Records excerpted from a collection:
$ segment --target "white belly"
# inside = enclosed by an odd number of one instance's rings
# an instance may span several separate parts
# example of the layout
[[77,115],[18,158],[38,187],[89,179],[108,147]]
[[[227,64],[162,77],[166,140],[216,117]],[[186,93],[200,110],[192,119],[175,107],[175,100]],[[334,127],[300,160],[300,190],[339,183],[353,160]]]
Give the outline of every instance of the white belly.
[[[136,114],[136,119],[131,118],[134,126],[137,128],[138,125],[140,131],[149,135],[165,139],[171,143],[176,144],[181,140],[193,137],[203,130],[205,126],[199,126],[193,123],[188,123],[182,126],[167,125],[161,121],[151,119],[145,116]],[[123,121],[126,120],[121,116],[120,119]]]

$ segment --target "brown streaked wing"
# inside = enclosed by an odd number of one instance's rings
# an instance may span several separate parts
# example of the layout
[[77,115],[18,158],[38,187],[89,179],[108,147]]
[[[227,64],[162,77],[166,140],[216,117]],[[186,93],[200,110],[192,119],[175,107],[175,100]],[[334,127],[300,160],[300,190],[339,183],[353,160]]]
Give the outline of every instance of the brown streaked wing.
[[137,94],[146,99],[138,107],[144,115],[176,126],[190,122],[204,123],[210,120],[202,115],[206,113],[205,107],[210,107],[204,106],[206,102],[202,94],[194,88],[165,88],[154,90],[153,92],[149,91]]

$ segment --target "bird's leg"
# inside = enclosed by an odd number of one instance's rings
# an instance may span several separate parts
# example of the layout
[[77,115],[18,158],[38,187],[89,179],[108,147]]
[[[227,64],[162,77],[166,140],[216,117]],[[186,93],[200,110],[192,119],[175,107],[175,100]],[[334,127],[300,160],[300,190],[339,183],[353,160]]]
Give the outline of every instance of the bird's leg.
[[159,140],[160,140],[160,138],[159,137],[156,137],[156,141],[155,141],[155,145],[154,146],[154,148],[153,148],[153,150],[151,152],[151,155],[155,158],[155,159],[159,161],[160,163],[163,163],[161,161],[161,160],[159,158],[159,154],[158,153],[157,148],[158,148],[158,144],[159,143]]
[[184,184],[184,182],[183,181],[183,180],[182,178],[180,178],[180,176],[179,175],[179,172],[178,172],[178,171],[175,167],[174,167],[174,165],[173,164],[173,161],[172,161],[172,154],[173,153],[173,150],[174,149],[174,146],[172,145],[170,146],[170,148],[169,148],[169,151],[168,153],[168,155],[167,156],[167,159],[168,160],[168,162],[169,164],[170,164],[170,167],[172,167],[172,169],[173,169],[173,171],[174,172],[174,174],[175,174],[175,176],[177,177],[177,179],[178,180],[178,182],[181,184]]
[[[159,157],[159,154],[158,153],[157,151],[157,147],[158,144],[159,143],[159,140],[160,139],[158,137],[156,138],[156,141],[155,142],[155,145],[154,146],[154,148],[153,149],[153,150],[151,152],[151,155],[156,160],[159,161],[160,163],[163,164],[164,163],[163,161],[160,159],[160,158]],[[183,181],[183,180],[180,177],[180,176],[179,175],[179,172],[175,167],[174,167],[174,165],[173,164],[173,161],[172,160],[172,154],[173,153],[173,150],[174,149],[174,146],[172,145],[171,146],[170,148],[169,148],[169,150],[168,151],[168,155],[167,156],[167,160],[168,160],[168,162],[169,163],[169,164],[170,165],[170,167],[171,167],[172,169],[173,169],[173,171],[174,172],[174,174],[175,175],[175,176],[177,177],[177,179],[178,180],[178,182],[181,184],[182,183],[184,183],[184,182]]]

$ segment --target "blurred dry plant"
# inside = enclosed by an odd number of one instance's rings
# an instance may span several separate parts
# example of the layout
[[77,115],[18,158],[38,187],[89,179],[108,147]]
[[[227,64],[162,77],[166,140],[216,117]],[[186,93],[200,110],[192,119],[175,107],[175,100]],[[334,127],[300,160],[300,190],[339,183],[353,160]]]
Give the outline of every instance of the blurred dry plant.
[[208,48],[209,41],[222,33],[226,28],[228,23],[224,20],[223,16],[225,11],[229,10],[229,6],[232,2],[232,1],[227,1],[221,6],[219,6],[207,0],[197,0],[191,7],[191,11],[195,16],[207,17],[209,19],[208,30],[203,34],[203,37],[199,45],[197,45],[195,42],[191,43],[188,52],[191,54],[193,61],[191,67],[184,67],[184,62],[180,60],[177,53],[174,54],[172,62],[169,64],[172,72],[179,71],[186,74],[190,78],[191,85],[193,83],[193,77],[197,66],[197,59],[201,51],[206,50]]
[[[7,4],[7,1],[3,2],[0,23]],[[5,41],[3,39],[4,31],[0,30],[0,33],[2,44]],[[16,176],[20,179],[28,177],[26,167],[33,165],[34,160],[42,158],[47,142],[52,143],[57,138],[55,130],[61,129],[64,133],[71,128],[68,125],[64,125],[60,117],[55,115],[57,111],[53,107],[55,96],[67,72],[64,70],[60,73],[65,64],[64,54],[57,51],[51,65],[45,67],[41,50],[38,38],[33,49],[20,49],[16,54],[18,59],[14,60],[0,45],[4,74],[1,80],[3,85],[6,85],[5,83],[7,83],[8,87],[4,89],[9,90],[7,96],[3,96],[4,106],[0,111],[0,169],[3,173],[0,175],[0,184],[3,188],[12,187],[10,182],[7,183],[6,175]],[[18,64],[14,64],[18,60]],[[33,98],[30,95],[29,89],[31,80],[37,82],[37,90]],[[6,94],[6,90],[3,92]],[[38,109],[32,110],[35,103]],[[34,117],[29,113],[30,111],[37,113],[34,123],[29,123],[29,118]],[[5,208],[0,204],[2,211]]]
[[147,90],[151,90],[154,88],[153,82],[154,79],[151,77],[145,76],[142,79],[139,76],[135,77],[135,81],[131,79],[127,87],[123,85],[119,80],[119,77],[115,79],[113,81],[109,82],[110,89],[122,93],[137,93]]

## Your task
Reproduce every line above without error.

## Result
$ segment --target "white belly"
# inside = enclosed by an odd number of one instance's rings
# an instance may span several separate parts
# example of the layout
[[77,115],[18,158],[38,187],[89,179],[108,147]]
[[[227,64],[162,77],[166,140],[216,117]],[[186,93],[200,110],[192,119],[175,107],[175,100]],[[334,127],[300,160],[300,190],[339,183],[353,160]]]
Give the outline of every instance of the white belly.
[[[136,114],[136,119],[131,118],[134,126],[137,128],[138,125],[140,131],[149,135],[165,139],[171,143],[176,144],[181,140],[193,137],[203,130],[205,126],[199,126],[193,123],[188,123],[182,126],[167,125],[161,121],[151,119],[145,116]],[[123,121],[126,120],[121,116],[120,119]]]

$ segment --target "brown streaked wing"
# inside = enclosed by an odd number of one instance's rings
# an instance may span several separate parts
# example of the layout
[[77,115],[18,158],[38,187],[89,179],[108,147]]
[[[227,64],[162,77],[166,140],[216,117]],[[186,93],[200,110],[192,119],[175,107],[175,100]],[[334,127],[300,160],[300,190],[339,183],[353,160]]]
Give the outline of every instance of the brown streaked wing.
[[137,94],[146,99],[138,107],[144,115],[176,126],[190,122],[204,123],[210,120],[202,115],[206,113],[205,107],[210,107],[204,106],[206,102],[202,94],[194,88],[165,88],[154,90],[153,92],[149,91]]

$ segment --target "bird's leg"
# inside = enclosed by an odd number of one instance's rings
# an instance may span several separate parts
# example of the layout
[[77,115],[18,158],[38,187],[89,179],[108,147]]
[[[227,64],[162,77],[166,140],[216,117]],[[186,93],[200,110],[192,119],[175,107],[175,100]],[[334,127],[300,160],[300,190],[339,183],[353,160]]]
Give the outline of every instance of the bird's leg.
[[159,140],[160,140],[160,138],[159,137],[156,137],[156,141],[155,141],[155,145],[154,146],[154,148],[153,148],[153,150],[151,152],[151,155],[155,158],[155,159],[159,161],[160,163],[163,163],[161,161],[161,160],[159,158],[159,154],[158,153],[157,148],[158,148],[158,144],[159,143]]
[[184,184],[184,182],[183,181],[183,180],[182,178],[180,178],[180,176],[179,175],[179,172],[178,172],[178,171],[175,167],[174,167],[174,165],[173,164],[173,161],[172,161],[172,154],[173,153],[173,150],[174,149],[174,146],[172,145],[170,146],[170,148],[169,148],[169,151],[168,153],[168,155],[167,156],[167,159],[168,160],[168,162],[169,164],[170,164],[170,167],[172,167],[172,169],[173,169],[173,171],[174,172],[174,174],[175,174],[175,176],[177,177],[177,179],[178,180],[178,182],[181,184]]
[[[159,157],[159,154],[158,153],[157,151],[157,147],[158,144],[159,143],[159,140],[160,139],[158,137],[156,138],[156,141],[155,142],[155,145],[154,146],[154,148],[153,149],[153,150],[151,152],[151,155],[156,160],[159,161],[160,163],[163,164],[164,163],[163,161],[160,159],[160,158]],[[183,181],[183,180],[180,177],[180,176],[179,175],[179,172],[175,167],[174,167],[174,165],[173,164],[173,161],[172,160],[172,154],[173,153],[173,150],[174,149],[174,146],[172,145],[171,146],[170,148],[169,148],[169,150],[168,151],[168,155],[167,156],[167,160],[168,160],[168,162],[169,163],[169,164],[170,165],[170,167],[171,167],[172,169],[173,169],[173,171],[174,172],[174,174],[175,175],[175,176],[177,177],[177,179],[178,180],[178,182],[181,184],[182,183],[184,183],[184,182]]]

$ segment --target "blurred dry plant"
# inside = enclosed by an odd number of one instance's rings
# an instance may span several separate parts
# example of the layout
[[77,115],[18,158],[38,187],[89,179],[108,147]]
[[[227,64],[162,77],[166,140],[216,117]],[[186,93],[200,110],[192,119],[175,107],[175,100]],[[334,127],[300,160],[300,190],[339,183],[353,160]]]
Give the outline of every instance of the blurred dry plant.
[[208,48],[209,41],[222,33],[226,28],[228,23],[224,20],[223,16],[225,11],[229,10],[229,6],[232,2],[232,1],[227,1],[221,6],[219,6],[207,0],[197,0],[191,7],[191,11],[195,16],[207,17],[209,19],[208,30],[203,34],[203,37],[199,45],[197,45],[195,42],[191,43],[188,52],[191,54],[193,61],[191,67],[184,67],[184,62],[180,60],[177,53],[174,54],[172,62],[169,64],[172,72],[179,71],[186,74],[190,78],[191,85],[193,83],[193,77],[197,66],[197,59],[201,51],[206,50]]
[[[7,4],[7,1],[3,2],[0,23]],[[5,41],[3,39],[4,31],[0,30],[0,33],[2,44]],[[16,176],[20,179],[28,177],[26,167],[33,165],[34,160],[42,158],[47,142],[52,143],[57,138],[55,130],[61,129],[64,133],[71,128],[68,125],[64,125],[60,117],[55,115],[57,111],[53,107],[55,96],[67,72],[64,70],[60,73],[65,64],[64,54],[57,51],[51,65],[45,67],[41,50],[38,38],[33,49],[20,49],[16,54],[18,59],[14,60],[0,45],[4,74],[1,80],[3,85],[6,85],[5,83],[7,83],[8,87],[4,89],[9,90],[7,96],[3,96],[4,106],[0,111],[0,169],[3,173],[0,175],[0,184],[3,188],[12,187],[10,182],[7,183],[6,175]],[[18,64],[14,64],[18,60]],[[33,98],[30,95],[29,89],[31,80],[37,82],[37,90]],[[6,94],[6,90],[3,92]],[[38,109],[32,110],[35,103]],[[34,117],[29,113],[30,111],[37,113],[34,123],[29,123],[29,118]],[[5,208],[0,204],[2,211]]]
[[147,90],[151,90],[154,88],[153,82],[154,79],[151,77],[145,76],[142,79],[139,76],[135,77],[135,81],[131,79],[127,87],[123,85],[119,80],[119,77],[115,79],[113,81],[109,82],[110,89],[122,93],[137,93]]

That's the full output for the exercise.